#### DATA FOR THIS TASK ####
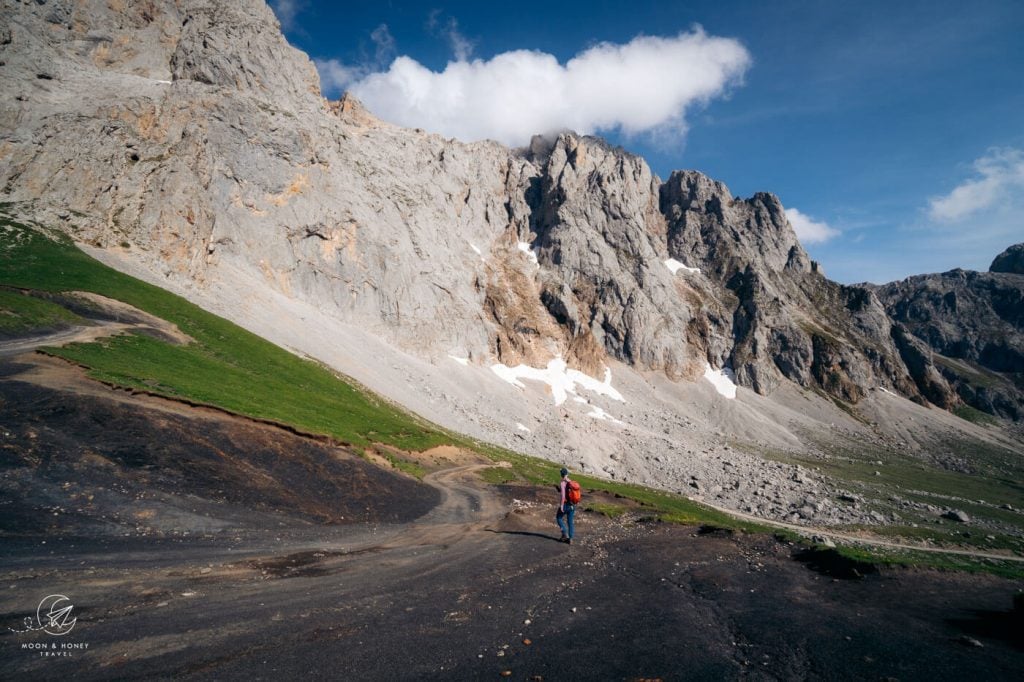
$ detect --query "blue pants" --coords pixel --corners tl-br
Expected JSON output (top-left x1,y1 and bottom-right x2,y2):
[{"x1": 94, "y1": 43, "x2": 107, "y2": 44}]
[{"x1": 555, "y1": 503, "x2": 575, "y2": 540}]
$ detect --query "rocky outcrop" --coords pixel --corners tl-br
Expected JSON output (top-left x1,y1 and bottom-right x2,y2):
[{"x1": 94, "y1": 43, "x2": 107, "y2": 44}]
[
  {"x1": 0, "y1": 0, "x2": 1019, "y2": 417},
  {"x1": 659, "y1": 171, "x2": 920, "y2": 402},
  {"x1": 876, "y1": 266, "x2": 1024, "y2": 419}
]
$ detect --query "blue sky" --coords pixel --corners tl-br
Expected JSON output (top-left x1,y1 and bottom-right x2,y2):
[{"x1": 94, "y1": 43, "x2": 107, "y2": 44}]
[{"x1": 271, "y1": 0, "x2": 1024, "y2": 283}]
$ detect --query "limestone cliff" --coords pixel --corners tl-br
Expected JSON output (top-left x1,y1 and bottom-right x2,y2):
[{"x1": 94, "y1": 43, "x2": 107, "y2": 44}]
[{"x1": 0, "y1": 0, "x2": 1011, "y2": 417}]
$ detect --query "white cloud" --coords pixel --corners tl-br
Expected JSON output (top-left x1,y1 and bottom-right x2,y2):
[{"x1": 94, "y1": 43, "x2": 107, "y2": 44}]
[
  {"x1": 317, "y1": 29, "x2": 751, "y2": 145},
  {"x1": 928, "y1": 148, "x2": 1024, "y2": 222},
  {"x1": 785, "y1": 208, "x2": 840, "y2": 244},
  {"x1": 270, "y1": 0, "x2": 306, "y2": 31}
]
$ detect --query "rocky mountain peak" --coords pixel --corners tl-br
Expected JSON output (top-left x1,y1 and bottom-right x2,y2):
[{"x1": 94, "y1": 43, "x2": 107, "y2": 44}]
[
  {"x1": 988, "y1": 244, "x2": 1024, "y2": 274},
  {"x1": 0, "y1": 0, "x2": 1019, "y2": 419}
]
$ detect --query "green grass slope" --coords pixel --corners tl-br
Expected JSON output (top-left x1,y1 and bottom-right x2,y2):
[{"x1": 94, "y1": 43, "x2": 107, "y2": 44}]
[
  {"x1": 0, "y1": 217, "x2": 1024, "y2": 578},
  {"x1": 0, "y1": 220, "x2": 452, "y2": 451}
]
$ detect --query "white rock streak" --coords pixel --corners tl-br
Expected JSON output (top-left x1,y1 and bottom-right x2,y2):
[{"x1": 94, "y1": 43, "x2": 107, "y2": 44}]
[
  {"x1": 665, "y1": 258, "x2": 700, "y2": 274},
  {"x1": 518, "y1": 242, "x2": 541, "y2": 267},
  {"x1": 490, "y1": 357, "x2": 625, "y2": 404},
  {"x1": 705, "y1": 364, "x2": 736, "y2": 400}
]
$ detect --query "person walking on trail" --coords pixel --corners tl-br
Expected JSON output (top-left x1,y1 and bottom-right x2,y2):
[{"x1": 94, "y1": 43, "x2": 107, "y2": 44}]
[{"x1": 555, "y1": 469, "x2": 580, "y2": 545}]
####
[PROBLEM DESCRIPTION] Leaving aside the images, write out the entries above word for word.

[OUTPUT FOR THIS EXERCISE]
$ detect --query "blue pants" --coords pixel --corners tl-br
Expected JSON output (top-left x1,y1 and bottom-right x2,y2):
[{"x1": 94, "y1": 43, "x2": 107, "y2": 44}]
[{"x1": 555, "y1": 503, "x2": 575, "y2": 540}]
$ detect --query "rocky outcrop" --coords pixel --corners tl-br
Expected JSON output (top-left x1,y1 and bottom-right x2,y2):
[{"x1": 94, "y1": 43, "x2": 107, "y2": 44}]
[
  {"x1": 0, "y1": 0, "x2": 1019, "y2": 417},
  {"x1": 659, "y1": 171, "x2": 920, "y2": 402},
  {"x1": 876, "y1": 266, "x2": 1024, "y2": 419}
]
$ detect --query "blue sky" --coords pixel --corners tl-br
Expected JSON output (top-left x1,y1 and bottom-right x2,y2):
[{"x1": 94, "y1": 43, "x2": 107, "y2": 44}]
[{"x1": 271, "y1": 0, "x2": 1024, "y2": 283}]
$ detect --query "limestone cliff" --coords pixel --corners tl-br
Expected JSON output (top-left x1,y1 and bottom-right x2,y2):
[{"x1": 94, "y1": 43, "x2": 107, "y2": 44}]
[{"x1": 0, "y1": 0, "x2": 1011, "y2": 417}]
$ detect --query "white cloud" --coords pixel --corners tl-br
Expected JSON output (top-left x1,y1 and bottom-right x2,y2):
[{"x1": 94, "y1": 43, "x2": 107, "y2": 44}]
[
  {"x1": 317, "y1": 29, "x2": 751, "y2": 145},
  {"x1": 928, "y1": 148, "x2": 1024, "y2": 222},
  {"x1": 785, "y1": 208, "x2": 840, "y2": 244},
  {"x1": 270, "y1": 0, "x2": 306, "y2": 31}
]
$ detect --query "rocky mountain peak" --coords pixel --corners tl-br
Expected JSON output (top-left x1,y1 and bottom-right x2,y2):
[{"x1": 94, "y1": 43, "x2": 107, "y2": 44}]
[
  {"x1": 988, "y1": 244, "x2": 1024, "y2": 274},
  {"x1": 0, "y1": 0, "x2": 1019, "y2": 419}
]
$ detect --query "green grass slope" --coords pixel --corners tl-br
Expected JSON output (top-left x1,y1 and bottom-right x2,y2):
[{"x1": 94, "y1": 43, "x2": 107, "y2": 44}]
[
  {"x1": 0, "y1": 217, "x2": 1024, "y2": 578},
  {"x1": 0, "y1": 220, "x2": 452, "y2": 451}
]
$ detect --query "white rock streak" --coords pixel --corners tl-br
Expected JSON output (top-left x1,y1 and bottom-right x2,y2):
[{"x1": 94, "y1": 43, "x2": 107, "y2": 44}]
[
  {"x1": 665, "y1": 258, "x2": 700, "y2": 274},
  {"x1": 518, "y1": 242, "x2": 541, "y2": 267},
  {"x1": 490, "y1": 357, "x2": 625, "y2": 404},
  {"x1": 705, "y1": 364, "x2": 736, "y2": 400}
]
$ detect --query "person walking on trail" --coords pixel --corners tl-br
Expected JSON output (top-left x1,y1 and bottom-right x2,y2):
[{"x1": 94, "y1": 43, "x2": 107, "y2": 44}]
[{"x1": 555, "y1": 469, "x2": 580, "y2": 545}]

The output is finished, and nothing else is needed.